INSTRUCTIONS FOR THE TASK: Whenever the word "handle" turns up in a line of the data below, copy that line.

(Point-per-instance localization data)
-.-.-

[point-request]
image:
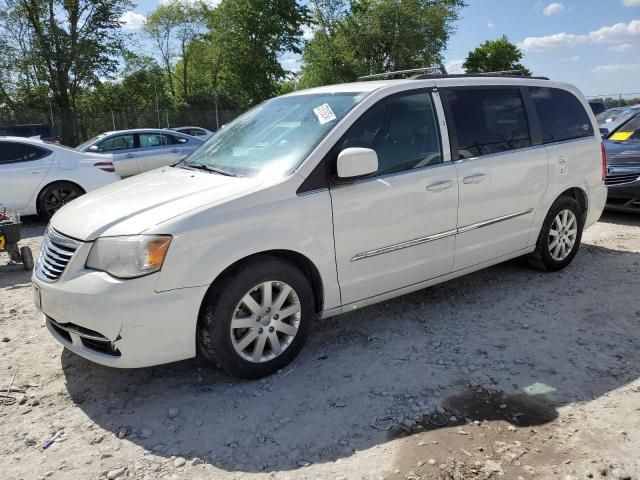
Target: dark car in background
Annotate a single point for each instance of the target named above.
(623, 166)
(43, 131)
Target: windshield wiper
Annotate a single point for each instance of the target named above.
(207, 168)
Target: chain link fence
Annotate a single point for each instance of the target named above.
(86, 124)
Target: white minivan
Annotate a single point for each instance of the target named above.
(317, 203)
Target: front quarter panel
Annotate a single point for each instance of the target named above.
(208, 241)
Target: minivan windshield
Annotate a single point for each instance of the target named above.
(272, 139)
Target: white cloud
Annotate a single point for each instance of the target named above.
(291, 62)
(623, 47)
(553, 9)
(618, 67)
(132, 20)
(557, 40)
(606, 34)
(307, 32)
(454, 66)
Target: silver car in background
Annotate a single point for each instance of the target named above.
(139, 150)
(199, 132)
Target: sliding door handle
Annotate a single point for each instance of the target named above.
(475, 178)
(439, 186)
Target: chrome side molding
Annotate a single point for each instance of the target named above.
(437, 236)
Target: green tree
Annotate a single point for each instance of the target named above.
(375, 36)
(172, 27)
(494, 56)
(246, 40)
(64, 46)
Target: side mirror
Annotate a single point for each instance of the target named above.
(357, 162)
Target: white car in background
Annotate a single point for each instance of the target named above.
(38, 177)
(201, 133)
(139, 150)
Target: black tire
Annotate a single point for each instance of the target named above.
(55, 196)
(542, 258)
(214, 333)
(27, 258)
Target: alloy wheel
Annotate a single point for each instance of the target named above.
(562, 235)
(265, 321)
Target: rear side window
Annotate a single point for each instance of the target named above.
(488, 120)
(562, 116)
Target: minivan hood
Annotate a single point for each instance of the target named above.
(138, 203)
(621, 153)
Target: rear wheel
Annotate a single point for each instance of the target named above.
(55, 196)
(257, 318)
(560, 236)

-.-.-

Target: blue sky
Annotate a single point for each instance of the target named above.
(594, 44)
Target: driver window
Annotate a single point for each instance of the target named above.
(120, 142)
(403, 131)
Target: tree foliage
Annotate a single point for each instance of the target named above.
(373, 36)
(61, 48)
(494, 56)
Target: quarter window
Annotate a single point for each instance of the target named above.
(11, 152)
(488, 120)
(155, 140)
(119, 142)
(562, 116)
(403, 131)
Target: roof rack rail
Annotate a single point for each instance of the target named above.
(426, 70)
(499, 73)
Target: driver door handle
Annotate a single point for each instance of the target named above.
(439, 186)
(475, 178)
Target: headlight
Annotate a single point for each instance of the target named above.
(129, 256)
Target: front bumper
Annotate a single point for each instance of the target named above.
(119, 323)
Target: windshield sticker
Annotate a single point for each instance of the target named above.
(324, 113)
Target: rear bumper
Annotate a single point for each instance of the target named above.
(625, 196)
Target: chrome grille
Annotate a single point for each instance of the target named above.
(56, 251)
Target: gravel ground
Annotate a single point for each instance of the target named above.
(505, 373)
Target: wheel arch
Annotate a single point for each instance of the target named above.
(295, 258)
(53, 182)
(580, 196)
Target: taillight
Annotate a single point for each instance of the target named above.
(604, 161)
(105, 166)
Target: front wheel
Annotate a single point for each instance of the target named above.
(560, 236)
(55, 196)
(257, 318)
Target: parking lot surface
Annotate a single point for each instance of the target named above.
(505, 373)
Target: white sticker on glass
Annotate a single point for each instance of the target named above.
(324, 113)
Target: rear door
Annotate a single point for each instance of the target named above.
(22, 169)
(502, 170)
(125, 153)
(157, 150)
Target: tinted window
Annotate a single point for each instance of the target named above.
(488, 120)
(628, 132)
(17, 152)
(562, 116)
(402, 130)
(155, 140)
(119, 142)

-.-.-

WRITTEN SOLUTION:
Target: sliding door handle
Target: driver door handle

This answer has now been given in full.